Although the second edition discussed the linear impedance boundary method, it
pointed out its deficiencies in terms of calculating eddy losses in nonlinear magnetic materials, such as tank steel. This new edition includes a section on how to correct the method
for nonlinear materials.
The more complicated calculation for the directed oil flow disk thermal model in the

previous edition is now replaced by a more efficient calculation based on graph theory.
Transformer design normally begins with an optimization calculation to produce a minimum cost design based on the client’s requirements. Therefore Chapter 19 on optimization
methods, which was included in the first edition, has been added. This calculation should
produce a starter design, which can be further modified when subjected to more detailed
screening by other design programs. Although the starting point for most designs, this
chapter is near the end of the book. Most of the book is concerned with detailed design
methods. These are based on realistic transformer models that cover specific characteristics
and associated limits that the transformer must satisfy.

» **Recorded information**:
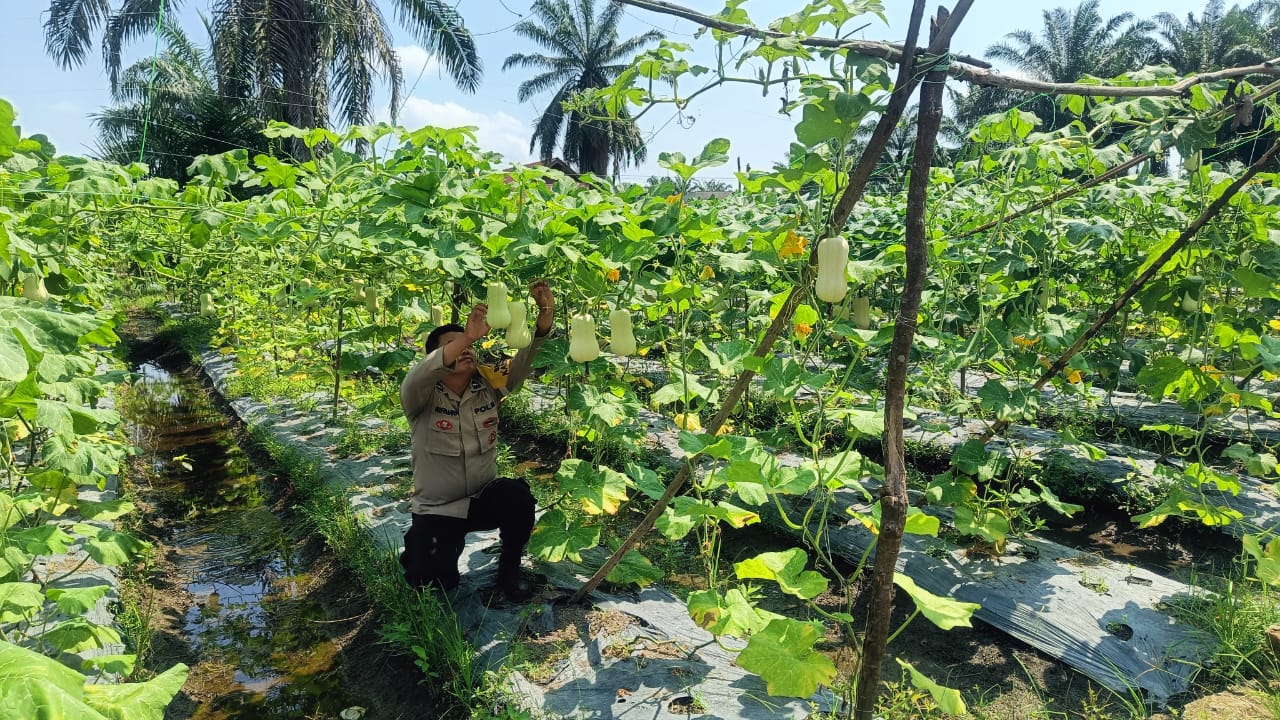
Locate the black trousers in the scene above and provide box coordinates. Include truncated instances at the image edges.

==

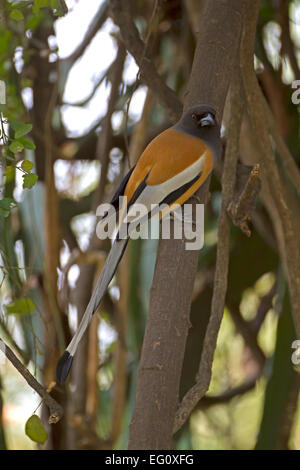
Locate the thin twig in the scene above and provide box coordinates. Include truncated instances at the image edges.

» **Problems to solve**:
A: Summarize the preface excerpt on transformer design in two sentences.
B: According to the preface excerpt, what is the new calculation for the directed oil flow disk thermal model based on?

» **Expected outputs**:
A: The new edition adds a section on correcting the linear impedance boundary method for nonlinear magnetic materials such as tank steel. It also replaces the directed oil flow disk thermal model calculation with a more efficient one based on graph theory, and it adds back Chapter 19 on optimization methods, which produce a minimum-cost starter design, while most of the book covers detailed design methods based on realistic transformer models.

B: Graph theory.